(Requirements) The listing below should be written out exactly; please include all of it.
--- Start of Records provided ---
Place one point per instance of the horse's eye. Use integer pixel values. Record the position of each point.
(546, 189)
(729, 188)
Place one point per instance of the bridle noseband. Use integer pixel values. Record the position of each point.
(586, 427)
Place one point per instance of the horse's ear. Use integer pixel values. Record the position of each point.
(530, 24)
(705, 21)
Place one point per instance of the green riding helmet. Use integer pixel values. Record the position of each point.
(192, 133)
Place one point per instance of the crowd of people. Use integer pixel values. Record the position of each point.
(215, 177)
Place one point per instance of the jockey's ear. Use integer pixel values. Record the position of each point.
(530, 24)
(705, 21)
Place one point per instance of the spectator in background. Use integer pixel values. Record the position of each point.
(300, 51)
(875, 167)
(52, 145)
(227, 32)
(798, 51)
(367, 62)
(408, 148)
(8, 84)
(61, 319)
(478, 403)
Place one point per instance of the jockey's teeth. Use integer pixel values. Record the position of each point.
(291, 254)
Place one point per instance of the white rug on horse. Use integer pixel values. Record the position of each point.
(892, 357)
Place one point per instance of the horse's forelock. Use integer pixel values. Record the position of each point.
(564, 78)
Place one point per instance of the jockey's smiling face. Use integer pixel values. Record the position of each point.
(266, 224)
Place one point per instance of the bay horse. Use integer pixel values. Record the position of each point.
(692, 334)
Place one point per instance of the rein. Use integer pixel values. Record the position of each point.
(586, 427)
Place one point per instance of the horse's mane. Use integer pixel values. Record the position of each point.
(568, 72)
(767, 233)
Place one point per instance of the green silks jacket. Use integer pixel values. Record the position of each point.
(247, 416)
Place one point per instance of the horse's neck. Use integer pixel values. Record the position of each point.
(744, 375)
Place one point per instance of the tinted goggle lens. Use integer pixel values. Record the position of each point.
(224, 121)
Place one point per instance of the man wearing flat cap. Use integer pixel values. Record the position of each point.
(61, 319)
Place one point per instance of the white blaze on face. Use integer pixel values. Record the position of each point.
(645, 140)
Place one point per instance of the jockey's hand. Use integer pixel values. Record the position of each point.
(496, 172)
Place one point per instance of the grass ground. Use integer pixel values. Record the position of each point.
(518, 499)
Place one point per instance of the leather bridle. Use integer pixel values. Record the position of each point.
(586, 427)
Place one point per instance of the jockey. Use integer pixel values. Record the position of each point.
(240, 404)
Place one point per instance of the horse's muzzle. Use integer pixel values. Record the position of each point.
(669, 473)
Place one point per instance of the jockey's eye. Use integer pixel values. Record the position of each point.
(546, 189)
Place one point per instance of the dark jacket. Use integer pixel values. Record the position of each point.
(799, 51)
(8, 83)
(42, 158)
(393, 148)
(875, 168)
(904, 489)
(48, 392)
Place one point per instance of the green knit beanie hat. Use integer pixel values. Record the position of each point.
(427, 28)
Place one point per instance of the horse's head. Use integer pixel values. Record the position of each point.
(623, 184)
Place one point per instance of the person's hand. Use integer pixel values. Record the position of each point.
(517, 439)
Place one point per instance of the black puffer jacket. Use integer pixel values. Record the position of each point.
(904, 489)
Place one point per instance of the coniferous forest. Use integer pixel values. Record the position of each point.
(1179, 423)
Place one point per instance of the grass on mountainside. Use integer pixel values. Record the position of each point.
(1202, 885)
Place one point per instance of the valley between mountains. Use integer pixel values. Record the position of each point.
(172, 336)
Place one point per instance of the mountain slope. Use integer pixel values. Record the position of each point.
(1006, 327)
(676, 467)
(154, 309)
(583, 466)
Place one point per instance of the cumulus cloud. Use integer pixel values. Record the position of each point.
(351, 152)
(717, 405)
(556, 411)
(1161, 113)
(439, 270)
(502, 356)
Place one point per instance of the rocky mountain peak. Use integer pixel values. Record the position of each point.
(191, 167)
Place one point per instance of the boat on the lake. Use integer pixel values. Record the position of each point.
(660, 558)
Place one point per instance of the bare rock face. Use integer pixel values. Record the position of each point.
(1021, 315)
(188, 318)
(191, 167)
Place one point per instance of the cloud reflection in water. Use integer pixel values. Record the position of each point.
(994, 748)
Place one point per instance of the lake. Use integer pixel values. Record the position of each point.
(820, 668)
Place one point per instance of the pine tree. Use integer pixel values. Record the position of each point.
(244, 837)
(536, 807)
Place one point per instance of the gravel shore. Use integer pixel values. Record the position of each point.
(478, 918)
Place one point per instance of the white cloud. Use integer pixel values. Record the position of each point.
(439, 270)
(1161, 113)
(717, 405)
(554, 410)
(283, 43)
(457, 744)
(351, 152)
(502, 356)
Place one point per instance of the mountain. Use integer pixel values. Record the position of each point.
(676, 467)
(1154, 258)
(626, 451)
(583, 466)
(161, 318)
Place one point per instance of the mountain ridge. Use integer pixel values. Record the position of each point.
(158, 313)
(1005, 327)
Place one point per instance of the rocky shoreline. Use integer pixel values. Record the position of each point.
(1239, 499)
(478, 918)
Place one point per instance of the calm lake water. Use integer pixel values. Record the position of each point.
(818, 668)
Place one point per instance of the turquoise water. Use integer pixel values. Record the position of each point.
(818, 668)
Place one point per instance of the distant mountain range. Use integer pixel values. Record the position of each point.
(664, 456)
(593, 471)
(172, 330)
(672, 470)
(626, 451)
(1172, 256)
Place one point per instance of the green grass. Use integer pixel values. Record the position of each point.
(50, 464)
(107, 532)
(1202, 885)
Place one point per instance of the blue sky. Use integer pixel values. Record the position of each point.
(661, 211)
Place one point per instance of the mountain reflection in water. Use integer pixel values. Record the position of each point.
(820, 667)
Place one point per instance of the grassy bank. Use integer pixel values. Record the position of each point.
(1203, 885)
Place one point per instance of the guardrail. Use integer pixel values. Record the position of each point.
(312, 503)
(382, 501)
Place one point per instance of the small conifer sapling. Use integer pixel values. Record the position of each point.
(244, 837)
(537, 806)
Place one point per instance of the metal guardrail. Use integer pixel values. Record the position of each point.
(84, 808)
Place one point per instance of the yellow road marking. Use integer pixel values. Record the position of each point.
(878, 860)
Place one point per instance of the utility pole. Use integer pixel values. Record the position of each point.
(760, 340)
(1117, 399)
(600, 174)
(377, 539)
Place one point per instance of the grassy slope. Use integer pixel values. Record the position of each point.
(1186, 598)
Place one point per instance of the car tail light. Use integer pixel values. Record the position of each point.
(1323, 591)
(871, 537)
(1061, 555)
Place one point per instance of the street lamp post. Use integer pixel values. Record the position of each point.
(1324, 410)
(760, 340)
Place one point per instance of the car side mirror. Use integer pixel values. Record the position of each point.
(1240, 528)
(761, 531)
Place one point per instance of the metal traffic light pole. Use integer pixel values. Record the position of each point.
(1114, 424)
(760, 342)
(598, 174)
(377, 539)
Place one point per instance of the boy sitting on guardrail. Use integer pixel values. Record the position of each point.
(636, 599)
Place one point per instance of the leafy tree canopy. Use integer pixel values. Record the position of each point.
--- End of Records provided ---
(Written response)
Place one point per instance of the horse's eye. Use integer pixel values. Record the position of each point.
(546, 189)
(729, 188)
Place one point per instance of the bridle noseband. Use integer pixel values. Record the position of each point.
(586, 427)
Place one point per instance of the horse's ear. Use integer pixel values. Record the position of each point.
(530, 24)
(705, 21)
Place one point per instance of the green riding helmet. Use integer pixel values. Record the position of each point.
(192, 133)
Place one point per instance of the crowd of people. Use integer pixel values. Record the position of each point.
(215, 177)
Place one point per instance of the jockey's ear. Use integer pixel values. Record the position of each point.
(530, 24)
(705, 21)
Place one point per instance of the spectator in background. Use integer pixel values. Record the position of each point.
(300, 51)
(875, 167)
(52, 145)
(227, 32)
(798, 51)
(367, 62)
(408, 148)
(8, 84)
(61, 319)
(478, 403)
Place one point per instance of the jockey's teeth. Use integer pixel values. Record the position of each point.
(291, 254)
Place one point per instance of the white rug on horse. Use integer pixel values. Record the position of each point.
(892, 357)
Place one point per instance of the horse's forelock. Use integer pixel values. Record the position of each point.
(564, 78)
Place one point per instance of the jockey's smiling face. Use integer pixel values. Record the position of each point.
(266, 224)
Place one point per instance of the bay horse. Use integer pixel values. Record the position of each point.
(692, 334)
Place one point per instance of the rein. Use integer pixel values. Record the position of each point.
(586, 427)
Place one point per instance of the horse's mane. Use integer pixel values. Record the position of each point.
(568, 72)
(767, 233)
Place one point per instance of the green silks jacket. Use integer pixel values. Record the position of each point.
(247, 416)
Place one point per instance of the horse's neck. Use integer pixel values. Record the position of each point.
(744, 375)
Place one point per instance of the tinted goggle lens. Use integer pixel values. Record the position of each point.
(224, 121)
Place one point per instance of the man wearing flat cap. Use integer pixel values. Record the position of each point.
(61, 319)
Place one point per instance of the white blaze on face. Use integer pixel values. Record the position of each point.
(645, 140)
Place one point per instance of the jockey's hand. Use integer pixel values. Record the position of each point.
(496, 172)
Place one point per instance of the grass ground. Use integer pixel values. Record the position of each point.
(518, 499)
Place one point per instance of the leather bridle. Use integer pixel values. Record the position of each point.
(586, 427)
Place one point per instance of the jockey. Use integer pixel values. Record the position of each point.
(240, 404)
Place one point per instance of the horse's muzzle. Use integer pixel values. Record the position of each point.
(669, 473)
Place one point per instance of the jockey's eye. Use integer pixel values. Record the position of each point.
(546, 189)
Place one point per instance of the dark jacket. Use integer pixel values. Record the position of each point.
(799, 51)
(8, 83)
(42, 158)
(393, 148)
(875, 168)
(904, 489)
(48, 392)
Place one point per instance of the green knit beanie hat. Use integer pixel values. Record the position of each point.
(427, 28)
Place one point per instance of the horse's head. Use integer pixel values. Record the position of each point.
(623, 184)
Place one point per instance of the person's hand. Use integer pixel values. Record the position of each point.
(517, 439)
Place one point per instance of the black puffer jacket. Use integer pixel values. Record the position of each point.
(904, 489)
Place one point per instance of the coniferous forest. Use integer pixel values. Record the position of each point.
(1179, 423)
Place one point per instance of the grass on mountainside. Use integer pixel values. Record the position of each point.
(1202, 885)
Place one point per instance of the valley between mountains. Use integer pixel values. Record the position of each point.
(172, 336)
Place one point per instance of the mountain slope. Use integer pixel values. Record the position of each point.
(1006, 327)
(676, 467)
(154, 309)
(583, 466)
Place one point per instance of the cumulus cloud. Use integer pixel values. Record the position of each point.
(351, 152)
(717, 405)
(556, 411)
(1161, 113)
(439, 270)
(502, 356)
Place one point per instance of the rocky mountain peak. Use integer pixel values. Record the position of each point.
(191, 167)
Place one point per instance of the boat on the lake. Use integer pixel values. Record the position of each point.
(660, 558)
Place one point per instance of the bare rock face. Use integer pixel values. Record the position of each point.
(1021, 315)
(188, 318)
(191, 167)
Place one point per instance of the cloud reflection in water. Use integer pixel values. Record the position of each point.
(994, 748)
Place one point per instance of the lake. Use integer pixel values. Record the position of each point.
(820, 668)
Place one point per instance of the pine tree. Use integer pixel values. Record the position of each point.
(244, 837)
(536, 807)
Place one point per instance of the gravel shore. Use integer pixel values. Record the position of each point.
(478, 918)
Place one point per instance of the white cloud. Use integer pixel values. Record the position of each point.
(439, 270)
(1161, 113)
(717, 405)
(554, 410)
(283, 43)
(457, 744)
(351, 152)
(502, 356)
Place one point per instance of the mountain. Use integer pixel values. Record the position of each point.
(676, 467)
(1154, 258)
(626, 451)
(583, 466)
(161, 318)
Place one point per instance of the mountain ridge. Use integer pixel values. Record the position of each point.
(158, 313)
(1005, 327)
Place one point per instance of the rocky shoreline. Use integer pixel values. Record the position of each point.
(1239, 499)
(478, 918)
Place one point per instance of the calm lake water. Use integer pixel values. Record the position of each point.
(818, 668)
Place one point per instance of the turquoise water. Use integer pixel values. Record the position of each point.
(818, 668)
Place one point per instance of the distant mountain range. Use integer pixel values. Record the position of each point.
(664, 456)
(593, 471)
(172, 330)
(672, 470)
(626, 451)
(1172, 256)
Place one point per instance of the green grass. Use integer pixel values. Record the position of each point.
(50, 464)
(107, 532)
(1202, 885)
Place one point per instance of the blue sky. Use integer pixel values. Record the position of each point.
(661, 211)
Place one point per instance of the mountain reflection in water. Use integer pixel values. Record the position of each point.
(820, 667)
Place one point per instance of the grassy bank. Use integer pixel values. Record the position of each point.
(1203, 885)
Place one point per instance of the guardrail. Use integer pixel values. Record the position of each point.
(312, 503)
(382, 501)
Place one point per instance of the small conifer sapling. Use integer pixel values. Record the position of each point.
(244, 837)
(537, 806)
Place one point per instance of the metal guardrail. Use integer pixel values. Record the position of each point.
(84, 808)
Place one point per instance of the yellow road marking. Use integer pixel values. Record the position of each point.
(878, 860)
Place one point per instance of the utility pole. Use integer pixel values. Record the position of each point.
(760, 340)
(1117, 399)
(600, 174)
(377, 539)
Place one point per instance of the grassy slope. Use integer pixel values. Record the position of each point.
(1186, 598)
Place one point per instance of the car tail light. Use integer pixel values. Record the position of each point.
(1323, 591)
(871, 537)
(1061, 555)
Place one point per instance of the street lamp post. Use integer pixel values. Record the position of each point.
(1324, 410)
(760, 340)
Place one point per instance of the car side mirror. Use integer pixel values. Record the position of each point.
(1240, 528)
(761, 531)
Place one point per instance of the metal traffic light pole. Use integer pixel values. Record the position of each point.
(1114, 424)
(760, 342)
(598, 174)
(377, 539)
Place one point per instance of the boy sitting on guardrail. Use integer pixel values. Record the position of each point.
(636, 599)
Place one point per instance of the leafy tree canopy. Use integer pixel values. Record the position of each point.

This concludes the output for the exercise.